Coordinate annotation records
(begin)

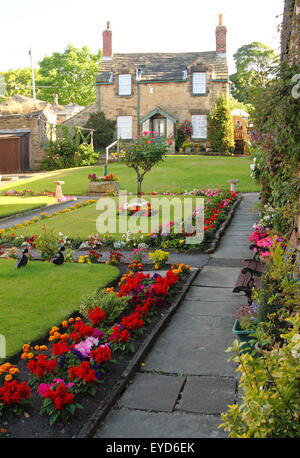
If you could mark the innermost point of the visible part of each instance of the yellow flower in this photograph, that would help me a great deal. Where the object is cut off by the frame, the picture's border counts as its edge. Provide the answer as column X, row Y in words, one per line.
column 14, row 370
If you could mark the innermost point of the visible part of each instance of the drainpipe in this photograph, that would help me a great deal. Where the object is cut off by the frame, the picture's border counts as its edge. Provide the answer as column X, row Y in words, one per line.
column 138, row 107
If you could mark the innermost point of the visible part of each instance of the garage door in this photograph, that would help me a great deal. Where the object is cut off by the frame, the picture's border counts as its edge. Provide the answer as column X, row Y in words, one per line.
column 14, row 153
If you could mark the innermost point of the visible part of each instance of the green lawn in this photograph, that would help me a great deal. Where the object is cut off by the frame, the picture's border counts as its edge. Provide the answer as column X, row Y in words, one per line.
column 13, row 205
column 41, row 295
column 176, row 174
column 82, row 222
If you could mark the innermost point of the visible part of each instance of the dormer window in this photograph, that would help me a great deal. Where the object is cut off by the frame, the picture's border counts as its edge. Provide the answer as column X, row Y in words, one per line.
column 199, row 83
column 125, row 84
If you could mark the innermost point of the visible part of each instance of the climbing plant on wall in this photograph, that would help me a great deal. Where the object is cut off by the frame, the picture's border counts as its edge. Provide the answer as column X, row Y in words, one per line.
column 276, row 144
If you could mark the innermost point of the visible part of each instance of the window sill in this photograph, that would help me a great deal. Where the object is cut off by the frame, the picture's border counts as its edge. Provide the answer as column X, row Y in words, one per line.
column 201, row 95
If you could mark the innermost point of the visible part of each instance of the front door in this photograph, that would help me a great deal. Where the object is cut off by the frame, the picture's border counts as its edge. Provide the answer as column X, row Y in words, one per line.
column 159, row 125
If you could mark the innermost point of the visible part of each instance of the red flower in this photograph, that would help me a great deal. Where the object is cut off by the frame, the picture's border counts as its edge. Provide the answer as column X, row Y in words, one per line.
column 102, row 354
column 59, row 396
column 60, row 348
column 82, row 372
column 81, row 331
column 96, row 315
column 14, row 392
column 118, row 335
column 42, row 366
column 132, row 322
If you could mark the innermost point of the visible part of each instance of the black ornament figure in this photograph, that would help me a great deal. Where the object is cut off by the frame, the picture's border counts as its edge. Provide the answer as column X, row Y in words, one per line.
column 59, row 258
column 23, row 260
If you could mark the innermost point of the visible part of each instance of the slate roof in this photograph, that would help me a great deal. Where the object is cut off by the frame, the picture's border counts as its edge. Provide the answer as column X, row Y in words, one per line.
column 162, row 66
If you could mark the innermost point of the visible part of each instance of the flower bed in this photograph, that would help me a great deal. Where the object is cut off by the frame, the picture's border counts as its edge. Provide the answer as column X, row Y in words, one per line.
column 85, row 353
column 218, row 205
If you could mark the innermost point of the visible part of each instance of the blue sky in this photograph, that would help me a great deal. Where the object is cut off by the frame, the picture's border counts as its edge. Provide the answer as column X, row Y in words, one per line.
column 160, row 26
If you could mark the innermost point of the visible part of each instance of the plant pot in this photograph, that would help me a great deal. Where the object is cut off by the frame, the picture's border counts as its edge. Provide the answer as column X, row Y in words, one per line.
column 103, row 187
column 243, row 337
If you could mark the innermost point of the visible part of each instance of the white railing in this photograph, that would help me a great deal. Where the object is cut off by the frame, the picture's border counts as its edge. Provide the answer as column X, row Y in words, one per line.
column 108, row 148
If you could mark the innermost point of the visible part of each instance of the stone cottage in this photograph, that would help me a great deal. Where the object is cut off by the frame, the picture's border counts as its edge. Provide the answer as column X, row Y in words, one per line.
column 26, row 127
column 156, row 91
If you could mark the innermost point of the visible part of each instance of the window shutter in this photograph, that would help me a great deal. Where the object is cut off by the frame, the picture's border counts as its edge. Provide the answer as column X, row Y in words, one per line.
column 124, row 127
column 124, row 84
column 199, row 123
column 199, row 83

(end)

Switch "innermost point" to "central point" in every one of the records above, keeping all other wording as it is. Leave the pictures out of your answer.

If you could mark the central point of the visible part of each instance of the yellow flower in this photograph, that would help me a great deal. Where the object is cut off by the frame, the picture's border counts as its edge. Provide the answer as column X, row Y in words, one per line.
column 14, row 370
If you could mark the central point of the visible part of each instance of the drainpipe in this photograph, that would help me a great deal. Where the object is cut off by the frame, the picture's border counts as its edge. Provide the answer as column X, row Y in words, one per line.
column 138, row 107
If you could mark the central point of the visible part of each instance of the garage door in this photograph, that would help me a great deal. Where the object is cut off by the frame, the picture's border counts as its edge. Provide the answer as column X, row Y in words, one per line.
column 14, row 153
If you could mark the central point of the visible part of each instance of the green lawn in this photograph, that would help me a great deal. Where the object is cut off by the frame, the picture's border counts as its edge. Provide the answer as column X, row Y in words, one per line.
column 13, row 205
column 41, row 295
column 176, row 174
column 82, row 222
If you could mark the central point of the visible part of each instance of the dormer window in this photograph, that would help me a great deal. Where the object is cut off by the frame, the picture's border counts as its edge. Provide the answer as column X, row Y in words, one per line.
column 199, row 83
column 125, row 84
If you could mark the central point of the visible part of each instance of the climbing plant on wall in this photograph, that would help me a great deal. Where the object is cut off by the frame, the picture's border counts as its edge. Provide the answer as column X, row Y in words, one per line.
column 276, row 144
If you could mark the central point of the visible part of each instance of the window sill in this photograph, that would help me a great deal. Where the object is cut off by the frame, the picture's border counts as its edge. Provide the answer as column X, row Y in words, one per line.
column 201, row 95
If you could mark the central point of the visible part of each instance of the front door in this photograph, that would help me a great deal. Where the object is cut off by the frame, the picture's border counts as its edge. Provide the answer as column X, row Y in words, one per line.
column 159, row 125
If you could mark the central point of the visible part of each instance of the red flower in this photograph, that would help me a great deal. Where the object is cut off by the frame, the picture's border counts as its edge. Provide the answer as column X, row Y in words, one per line.
column 102, row 354
column 59, row 396
column 60, row 348
column 82, row 372
column 81, row 331
column 96, row 315
column 14, row 392
column 118, row 335
column 42, row 366
column 132, row 322
If you could mark the central point of the visible part of each instance of the black ornament figure in this photograph, that would help me a great deal. Where the object is cut off by the frame, the picture's border counts as its edge. Provide the answer as column X, row Y in words, one per line.
column 59, row 258
column 23, row 260
If you could mark the central point of the visible part of each instance of the slate roof in this photograph, that would help me a great deal. Where the object is cut off by the frame, the picture's border counts as its edge. Provide the answer as column X, row Y in words, one per line.
column 162, row 66
If you could mark the central point of the visible part of each instance of the flower bed in this photograph, that would help me a great deal. Where the object is cut off by the frame, the picture's border counts as its edge. Provide the answer as column X, row Y in words, one per line.
column 85, row 353
column 218, row 205
If you could mark the central point of the visible part of each instance of the blue sky in this photograph, that would help me a great deal. Where the object is cut off by the frame, the picture's border counts as its edge. Provide the answer as column X, row Y in words, one per line.
column 160, row 26
If you could mark the central point of the visible part of each instance of the plant pot in this photograph, that would help me a great deal. Where the object is cut off by the frame, the picture's border counts as its edge. Provide the answer as column X, row Y in words, one per line.
column 103, row 187
column 243, row 337
If you could mark the central point of the visible part of each instance of the white railing in this photograph, that would help me a great deal. Where the object is cut off by the frame, the picture's border counts as its edge. Provide the answer as column X, row Y in words, one per line.
column 108, row 148
If you could mark the central point of the visible part of each instance of the stone cottage in this photograph, that would help me a great deal. Where the object is cut off by the frame, the picture's border counts as its edge. Provide the answer as column X, row Y in words, one per line.
column 26, row 127
column 156, row 91
If you could mark the central point of the visible part of each instance of the window shutter in this photograph, that would help me a great deal. Where the object is cut off by the frame, the picture's border counts as its edge. Provide the answer as column X, row Y in words, one per line.
column 124, row 127
column 124, row 84
column 199, row 123
column 199, row 83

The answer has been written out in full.